Materials provided =>
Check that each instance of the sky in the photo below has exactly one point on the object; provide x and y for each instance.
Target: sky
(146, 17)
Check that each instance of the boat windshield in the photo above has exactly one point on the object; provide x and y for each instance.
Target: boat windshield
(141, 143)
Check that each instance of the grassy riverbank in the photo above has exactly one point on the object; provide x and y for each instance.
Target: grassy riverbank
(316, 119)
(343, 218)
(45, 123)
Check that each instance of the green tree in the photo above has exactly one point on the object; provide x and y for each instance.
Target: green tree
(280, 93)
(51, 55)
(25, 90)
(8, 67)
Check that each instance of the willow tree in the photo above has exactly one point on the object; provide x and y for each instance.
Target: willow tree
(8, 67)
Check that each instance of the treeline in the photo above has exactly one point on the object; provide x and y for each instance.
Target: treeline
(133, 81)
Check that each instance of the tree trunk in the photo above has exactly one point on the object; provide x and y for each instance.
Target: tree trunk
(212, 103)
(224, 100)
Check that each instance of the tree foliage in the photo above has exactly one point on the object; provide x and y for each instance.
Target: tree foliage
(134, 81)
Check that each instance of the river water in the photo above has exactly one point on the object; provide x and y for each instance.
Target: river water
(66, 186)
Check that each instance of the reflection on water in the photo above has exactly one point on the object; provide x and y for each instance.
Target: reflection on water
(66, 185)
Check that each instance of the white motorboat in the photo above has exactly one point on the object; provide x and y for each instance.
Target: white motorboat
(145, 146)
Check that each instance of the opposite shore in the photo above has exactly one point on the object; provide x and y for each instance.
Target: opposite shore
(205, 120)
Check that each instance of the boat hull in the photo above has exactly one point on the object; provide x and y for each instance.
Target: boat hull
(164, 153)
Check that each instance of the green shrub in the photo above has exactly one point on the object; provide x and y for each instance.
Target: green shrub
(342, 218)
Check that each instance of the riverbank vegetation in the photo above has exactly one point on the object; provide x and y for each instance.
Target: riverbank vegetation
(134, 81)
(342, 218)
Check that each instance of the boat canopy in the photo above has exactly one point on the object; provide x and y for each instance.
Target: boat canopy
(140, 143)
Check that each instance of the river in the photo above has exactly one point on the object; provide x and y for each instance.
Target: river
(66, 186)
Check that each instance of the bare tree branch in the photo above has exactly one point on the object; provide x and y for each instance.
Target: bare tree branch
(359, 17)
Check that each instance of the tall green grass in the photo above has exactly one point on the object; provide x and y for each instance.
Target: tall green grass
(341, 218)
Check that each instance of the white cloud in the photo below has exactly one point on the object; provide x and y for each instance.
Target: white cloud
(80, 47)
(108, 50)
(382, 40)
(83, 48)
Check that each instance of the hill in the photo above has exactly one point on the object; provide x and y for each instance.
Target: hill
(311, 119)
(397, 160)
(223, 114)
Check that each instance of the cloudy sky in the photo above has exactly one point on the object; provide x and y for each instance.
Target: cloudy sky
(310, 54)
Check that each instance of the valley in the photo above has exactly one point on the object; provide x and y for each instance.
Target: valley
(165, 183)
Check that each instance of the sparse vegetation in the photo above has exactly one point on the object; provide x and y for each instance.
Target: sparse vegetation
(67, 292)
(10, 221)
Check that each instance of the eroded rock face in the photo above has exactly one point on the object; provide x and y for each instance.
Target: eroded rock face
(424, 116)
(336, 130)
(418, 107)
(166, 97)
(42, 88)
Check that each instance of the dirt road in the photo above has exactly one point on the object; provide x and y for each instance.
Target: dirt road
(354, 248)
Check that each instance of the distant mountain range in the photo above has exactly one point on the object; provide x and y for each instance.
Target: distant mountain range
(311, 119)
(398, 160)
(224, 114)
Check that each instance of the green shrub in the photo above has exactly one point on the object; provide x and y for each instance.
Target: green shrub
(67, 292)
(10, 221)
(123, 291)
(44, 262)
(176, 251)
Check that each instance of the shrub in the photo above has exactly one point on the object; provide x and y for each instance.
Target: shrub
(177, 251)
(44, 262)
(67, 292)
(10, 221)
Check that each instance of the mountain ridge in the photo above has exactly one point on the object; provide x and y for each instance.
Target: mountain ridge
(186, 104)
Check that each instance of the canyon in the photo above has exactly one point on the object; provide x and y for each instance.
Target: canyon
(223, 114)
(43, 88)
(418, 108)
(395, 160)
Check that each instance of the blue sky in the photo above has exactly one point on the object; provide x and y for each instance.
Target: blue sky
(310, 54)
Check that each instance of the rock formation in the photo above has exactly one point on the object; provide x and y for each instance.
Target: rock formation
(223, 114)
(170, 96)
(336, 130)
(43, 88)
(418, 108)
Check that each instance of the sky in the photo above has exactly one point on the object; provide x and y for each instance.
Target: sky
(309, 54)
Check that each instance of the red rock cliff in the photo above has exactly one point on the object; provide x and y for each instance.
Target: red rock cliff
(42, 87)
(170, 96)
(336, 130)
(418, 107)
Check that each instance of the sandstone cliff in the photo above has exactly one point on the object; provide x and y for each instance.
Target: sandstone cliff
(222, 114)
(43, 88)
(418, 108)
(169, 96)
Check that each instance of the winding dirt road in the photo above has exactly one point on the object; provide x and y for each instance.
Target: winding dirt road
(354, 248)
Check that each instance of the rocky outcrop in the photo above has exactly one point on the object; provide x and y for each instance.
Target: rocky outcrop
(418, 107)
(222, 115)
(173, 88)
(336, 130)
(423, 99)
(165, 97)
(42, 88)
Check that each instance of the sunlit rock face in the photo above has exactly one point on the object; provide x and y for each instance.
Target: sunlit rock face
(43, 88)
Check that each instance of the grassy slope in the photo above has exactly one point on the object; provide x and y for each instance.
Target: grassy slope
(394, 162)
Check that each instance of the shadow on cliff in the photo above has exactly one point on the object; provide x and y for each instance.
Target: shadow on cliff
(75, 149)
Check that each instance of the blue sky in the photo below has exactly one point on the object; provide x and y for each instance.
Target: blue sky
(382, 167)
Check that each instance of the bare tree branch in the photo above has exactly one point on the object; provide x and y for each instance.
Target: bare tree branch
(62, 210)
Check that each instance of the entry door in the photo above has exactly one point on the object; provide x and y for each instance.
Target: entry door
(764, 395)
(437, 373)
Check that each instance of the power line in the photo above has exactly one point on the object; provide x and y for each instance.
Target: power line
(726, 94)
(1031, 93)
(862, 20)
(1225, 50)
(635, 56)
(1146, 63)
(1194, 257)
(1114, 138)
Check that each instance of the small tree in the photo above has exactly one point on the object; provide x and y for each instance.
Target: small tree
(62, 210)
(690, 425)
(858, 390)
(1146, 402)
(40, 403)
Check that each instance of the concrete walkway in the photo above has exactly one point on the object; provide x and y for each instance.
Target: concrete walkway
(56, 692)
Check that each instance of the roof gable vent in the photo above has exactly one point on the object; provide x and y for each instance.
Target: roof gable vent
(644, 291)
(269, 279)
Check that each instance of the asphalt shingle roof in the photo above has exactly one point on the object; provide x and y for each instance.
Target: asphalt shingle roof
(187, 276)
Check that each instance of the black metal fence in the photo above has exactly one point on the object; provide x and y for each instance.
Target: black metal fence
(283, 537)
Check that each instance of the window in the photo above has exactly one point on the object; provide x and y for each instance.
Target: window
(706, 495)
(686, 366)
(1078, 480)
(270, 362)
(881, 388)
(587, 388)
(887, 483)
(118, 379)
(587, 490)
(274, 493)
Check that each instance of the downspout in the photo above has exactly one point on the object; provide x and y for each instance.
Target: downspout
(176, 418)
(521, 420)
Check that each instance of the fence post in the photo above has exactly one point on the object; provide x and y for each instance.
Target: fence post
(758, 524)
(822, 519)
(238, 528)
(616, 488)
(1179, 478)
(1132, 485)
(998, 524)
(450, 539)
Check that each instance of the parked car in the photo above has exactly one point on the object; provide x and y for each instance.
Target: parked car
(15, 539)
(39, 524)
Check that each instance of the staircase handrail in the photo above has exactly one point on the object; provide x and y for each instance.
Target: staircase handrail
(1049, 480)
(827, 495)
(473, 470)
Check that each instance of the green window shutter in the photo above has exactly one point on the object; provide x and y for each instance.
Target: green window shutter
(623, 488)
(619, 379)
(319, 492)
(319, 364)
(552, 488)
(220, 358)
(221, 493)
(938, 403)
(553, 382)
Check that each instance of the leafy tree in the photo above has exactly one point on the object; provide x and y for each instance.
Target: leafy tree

Task statement => Retype exactly the lines from the first line of the records above through the line containing "Check that each instance of the boat windshield", both included, and nothing else.

Task output =>
Check that each instance of the sky in the photo below has exactly one point on the object; provide x and y for each instance.
Target: sky
(146, 17)
Check that each instance of the boat windshield in the photo above has exactly one point on the object; provide x and y for each instance.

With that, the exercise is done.